WHAT IS ASKED. Rewrite the entries below, changing every "a formatted example" to "a sample shape" and leaving everything else as it is. Leave the pictures out of your answer.

PROVIDED DATA.
>>>>>

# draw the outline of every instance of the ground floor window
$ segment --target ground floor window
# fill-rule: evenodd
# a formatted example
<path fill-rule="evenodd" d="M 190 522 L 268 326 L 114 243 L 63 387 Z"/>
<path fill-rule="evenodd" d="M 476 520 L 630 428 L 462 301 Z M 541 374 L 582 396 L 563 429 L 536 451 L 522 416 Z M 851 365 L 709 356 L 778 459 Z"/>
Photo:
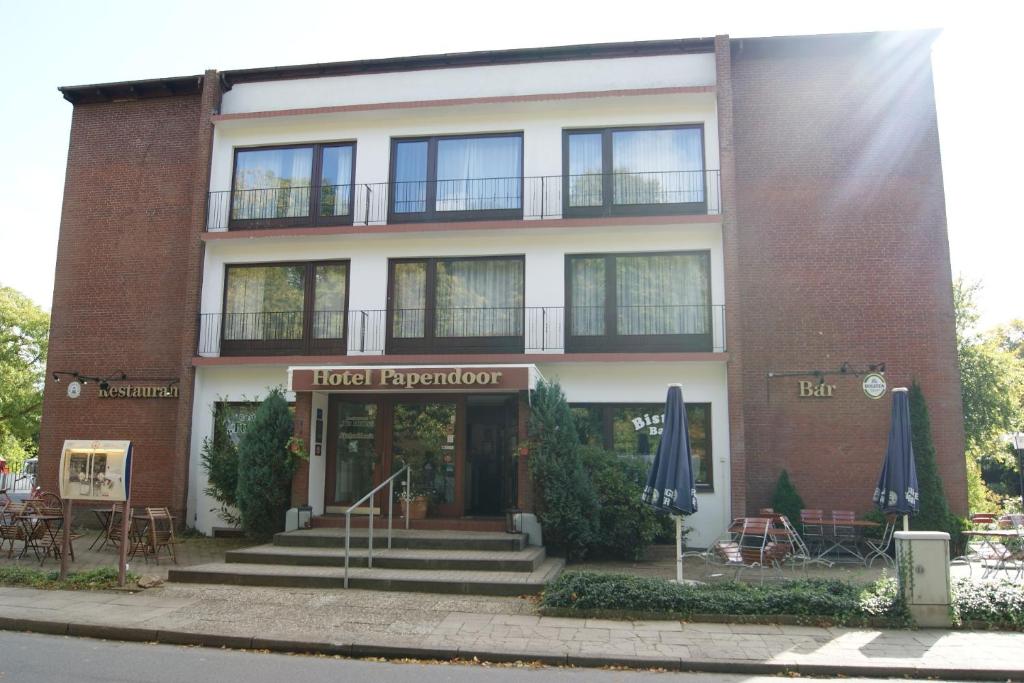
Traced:
<path fill-rule="evenodd" d="M 573 403 L 580 440 L 624 456 L 652 460 L 662 440 L 665 403 Z M 687 403 L 693 480 L 711 489 L 711 403 Z"/>

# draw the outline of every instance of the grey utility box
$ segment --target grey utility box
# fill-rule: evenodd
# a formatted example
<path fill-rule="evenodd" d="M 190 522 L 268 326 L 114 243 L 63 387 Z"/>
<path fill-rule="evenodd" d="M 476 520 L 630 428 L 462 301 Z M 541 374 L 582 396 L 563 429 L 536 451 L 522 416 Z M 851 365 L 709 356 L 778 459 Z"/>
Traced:
<path fill-rule="evenodd" d="M 896 531 L 896 573 L 918 626 L 948 628 L 949 535 L 945 531 Z"/>

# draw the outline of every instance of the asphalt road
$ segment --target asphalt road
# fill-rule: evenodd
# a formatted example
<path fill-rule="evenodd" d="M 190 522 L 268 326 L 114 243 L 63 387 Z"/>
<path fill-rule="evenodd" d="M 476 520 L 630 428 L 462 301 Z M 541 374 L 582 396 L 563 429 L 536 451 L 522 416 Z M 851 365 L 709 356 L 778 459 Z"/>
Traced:
<path fill-rule="evenodd" d="M 778 683 L 778 677 L 649 671 L 391 664 L 290 654 L 120 643 L 0 631 L 0 683 L 630 683 L 644 681 Z M 843 679 L 844 683 L 858 679 Z M 907 679 L 899 679 L 905 681 Z"/>

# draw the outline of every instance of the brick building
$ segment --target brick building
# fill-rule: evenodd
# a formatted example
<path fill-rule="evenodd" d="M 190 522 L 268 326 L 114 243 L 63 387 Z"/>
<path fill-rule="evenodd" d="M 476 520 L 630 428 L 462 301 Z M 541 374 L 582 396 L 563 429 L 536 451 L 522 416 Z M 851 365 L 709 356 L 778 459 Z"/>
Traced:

<<<<<

COMPLETED TASK.
# draw the outline of every instance of the ground floor window
$ segment --target ground floor window
# fill-rule: evenodd
# a sample shape
<path fill-rule="evenodd" d="M 190 522 L 268 326 L 114 243 L 63 387 Z"/>
<path fill-rule="evenodd" d="M 476 520 L 630 428 L 462 301 Z M 541 374 L 582 396 L 563 429 L 536 451 L 522 416 Z M 851 365 L 709 356 L 778 459 Z"/>
Photo:
Traced:
<path fill-rule="evenodd" d="M 573 403 L 580 440 L 624 456 L 652 460 L 662 440 L 665 403 Z M 687 403 L 693 480 L 711 489 L 711 403 Z"/>

# draw the outline of every instance of the grey utility box
$ segment --target grey utility box
# fill-rule: evenodd
# a sample shape
<path fill-rule="evenodd" d="M 190 522 L 268 326 L 114 243 L 63 387 Z"/>
<path fill-rule="evenodd" d="M 476 520 L 630 428 L 462 301 Z M 541 374 L 582 396 L 563 429 L 536 451 L 522 416 Z M 851 365 L 709 356 L 778 459 Z"/>
Traced:
<path fill-rule="evenodd" d="M 896 531 L 896 573 L 918 626 L 948 628 L 949 535 L 945 531 Z"/>

# draw the outline of every instance of the asphalt road
$ segment --target asphalt road
# fill-rule: evenodd
# a sample shape
<path fill-rule="evenodd" d="M 190 522 L 268 326 L 114 243 L 63 387 Z"/>
<path fill-rule="evenodd" d="M 476 520 L 630 428 L 462 301 Z M 541 374 L 582 396 L 563 429 L 536 451 L 522 416 Z M 851 365 L 709 356 L 778 459 Z"/>
Traced:
<path fill-rule="evenodd" d="M 778 683 L 778 677 L 649 671 L 391 664 L 290 654 L 120 643 L 0 631 L 0 683 L 630 683 L 644 681 Z M 843 679 L 844 683 L 858 679 Z M 907 679 L 899 679 L 905 681 Z"/>

# draw the outline of every instance of the brick building
$ segment --target brick building
# fill-rule: evenodd
# a sample shape
<path fill-rule="evenodd" d="M 190 522 L 268 326 L 114 243 L 63 387 Z"/>
<path fill-rule="evenodd" d="M 476 520 L 630 428 L 462 301 Z M 541 374 L 582 396 L 563 429 L 536 451 L 522 416 Z M 851 365 L 709 356 L 778 459 Z"/>
Traced:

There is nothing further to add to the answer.